> **Problem**
Restate every line of the material, word for word.
**** Listed entries
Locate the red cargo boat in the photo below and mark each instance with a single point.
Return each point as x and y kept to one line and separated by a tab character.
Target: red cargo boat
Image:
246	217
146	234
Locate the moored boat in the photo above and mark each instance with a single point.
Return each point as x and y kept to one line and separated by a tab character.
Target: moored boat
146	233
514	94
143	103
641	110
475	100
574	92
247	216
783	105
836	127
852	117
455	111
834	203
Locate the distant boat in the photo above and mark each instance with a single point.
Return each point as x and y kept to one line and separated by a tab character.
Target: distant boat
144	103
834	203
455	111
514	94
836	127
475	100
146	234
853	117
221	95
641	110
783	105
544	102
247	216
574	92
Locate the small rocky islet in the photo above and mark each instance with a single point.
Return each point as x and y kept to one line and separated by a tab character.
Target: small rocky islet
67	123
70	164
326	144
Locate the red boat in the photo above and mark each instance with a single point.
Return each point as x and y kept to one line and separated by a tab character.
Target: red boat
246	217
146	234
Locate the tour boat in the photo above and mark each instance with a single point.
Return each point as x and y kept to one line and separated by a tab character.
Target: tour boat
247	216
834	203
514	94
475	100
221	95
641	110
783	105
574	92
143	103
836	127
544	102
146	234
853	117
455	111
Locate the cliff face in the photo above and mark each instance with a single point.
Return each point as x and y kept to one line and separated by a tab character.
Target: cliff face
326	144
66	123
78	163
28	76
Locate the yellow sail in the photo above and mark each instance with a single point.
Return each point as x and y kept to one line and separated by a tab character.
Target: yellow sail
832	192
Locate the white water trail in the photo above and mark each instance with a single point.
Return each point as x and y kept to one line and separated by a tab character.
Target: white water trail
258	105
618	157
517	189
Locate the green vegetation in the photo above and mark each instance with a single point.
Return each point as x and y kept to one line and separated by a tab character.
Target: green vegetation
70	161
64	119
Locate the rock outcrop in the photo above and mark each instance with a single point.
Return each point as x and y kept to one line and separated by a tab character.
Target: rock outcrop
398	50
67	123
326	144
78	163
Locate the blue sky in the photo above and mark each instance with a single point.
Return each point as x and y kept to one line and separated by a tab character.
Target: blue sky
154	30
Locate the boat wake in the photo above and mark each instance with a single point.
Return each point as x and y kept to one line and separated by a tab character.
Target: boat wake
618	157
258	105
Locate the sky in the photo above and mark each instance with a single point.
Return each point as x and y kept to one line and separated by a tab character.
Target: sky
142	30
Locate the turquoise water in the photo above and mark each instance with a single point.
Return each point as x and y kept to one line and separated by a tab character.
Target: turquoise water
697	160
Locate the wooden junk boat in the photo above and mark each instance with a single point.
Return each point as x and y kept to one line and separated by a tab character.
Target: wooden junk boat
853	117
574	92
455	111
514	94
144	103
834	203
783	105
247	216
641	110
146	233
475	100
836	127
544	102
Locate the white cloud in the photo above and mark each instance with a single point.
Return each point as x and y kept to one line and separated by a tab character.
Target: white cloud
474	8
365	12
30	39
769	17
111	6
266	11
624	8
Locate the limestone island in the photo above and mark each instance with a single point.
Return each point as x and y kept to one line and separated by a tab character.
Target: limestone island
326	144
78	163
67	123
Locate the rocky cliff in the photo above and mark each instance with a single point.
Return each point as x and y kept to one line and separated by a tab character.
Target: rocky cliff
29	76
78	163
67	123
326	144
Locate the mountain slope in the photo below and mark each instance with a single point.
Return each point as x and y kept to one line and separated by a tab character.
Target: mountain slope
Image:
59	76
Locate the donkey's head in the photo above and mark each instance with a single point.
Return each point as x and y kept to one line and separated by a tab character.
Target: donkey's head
********
> **Solution to the problem**
Locate the red cargo boat in the photo below and mark each instance with a single point.
Return each point as x and y kept to one line and separated by a tab character.
Target: red cargo boat
Image:
246	217
146	234
Locate the moored boat in the photo above and mark each instance with a single point.
Return each point as x and y kept to one line and separated by a tab character.
Target: moored boat
146	233
514	94
143	103
641	110
475	100
574	92
247	216
783	105
836	127
852	117
455	111
834	203
Locate the distant boat in the photo above and mark each instance with a single point.
Return each point as x and y kept to one line and separated by a tab character.
Target: distant boat
144	103
834	203
455	111
514	94
836	127
475	100
146	234
853	117
221	95
641	110
783	105
544	102
247	216
574	92
Locate the small rocky islet in the photo above and mark each instance with a single point.
Return each point as x and y kept to one line and separated by a tab character.
Target: small rocky islet
67	123
70	164
326	144
Locate the red boat in the photo above and mark each instance with a single point.
Return each point as x and y kept to one line and separated by a tab character.
Target: red boat
246	217
146	234
Locate the tour boat in the photo above and mark each instance with a single point.
Return each point as x and y kept to one line and separated by a tab character.
Target: tour boat
247	216
834	203
514	94
475	100
221	95
641	110
783	105
574	92
143	103
836	127
544	102
146	234
853	117
455	111
Locate the cliff face in the photo above and mark each instance with a single point.
Return each point as x and y kept to one line and separated by a tab character.
Target: cliff face
326	144
66	123
78	163
28	76
Locate the yellow sail in the photo above and mark each instance with a single point.
Return each point as x and y kept to one line and separated by a tab character.
Target: yellow sail
832	192
Locate the white water trail in the photo above and mark each instance with a single point.
Return each point as x and y kept to one line and separated by a tab character.
Target: white water trail
258	105
618	157
517	189
Locate the green vegetation in the photo above and mark each instance with a single point.
Return each point as x and y kept to one line and separated by a tab character.
Target: green vegetation
70	161
64	119
Locate the rock outcrop in the photo above and mark each instance with a single point.
Return each point as x and y kept to one line and separated by a tab character.
Target: rock outcrop
398	50
67	123
326	144
78	163
Locate the blue sky in the photo above and mark each instance with a single point.
Return each point as x and y kept to one line and separated by a tab character.
Target: blue sky
154	30
Locate the boat wake in the photo above and mark each instance with a single point.
Return each point as x and y kept to one line and separated by a tab character.
Target: boat wake
618	157
258	105
Locate the sky in the photo above and mark each instance with a single point.
Return each point as x and y kept to one line and separated by a tab character.
Target: sky
142	30
Locate the turquoise water in the photo above and mark each instance with a single point.
Return each point as x and y kept to one line and separated by a tab character.
Target: turquoise water
697	160
Locate the wooden junk boat in the photo above and mark each instance with a single point.
Return each point as x and y kept to one line and separated by a tab character.
Target: wooden junk boat
853	117
574	92
455	111
514	94
144	103
834	203
783	105
247	216
641	110
146	233
475	100
836	127
544	102
Locate the white cloud in the photo above and mark each instance with a single point.
Return each point as x and y kept to one line and separated by a tab character.
Target: white cloud
474	8
365	12
30	39
769	17
111	6
266	11
624	8
Locate the limestone island in the photo above and mark each instance with a single point.
Return each point as x and y kept to one line and separated by a tab character.
Target: limestone island
326	144
78	163
67	123
Locate the rocky cliff in the photo above and mark each instance with a single point.
Return each point as x and y kept to one line and separated by a tab character.
Target: rocky cliff
29	76
78	163
67	123
326	144
Locate the mountain slope in the photo below and mark each instance with a single point.
Return each point as x and y kept to one line and separated by a tab character.
Target: mountain slope
Image:
59	76
Locate the donkey's head in the photo above and mark each instance with a single point.
Return each point as x and y kept to one line and separated by a tab character.
Target: donkey's head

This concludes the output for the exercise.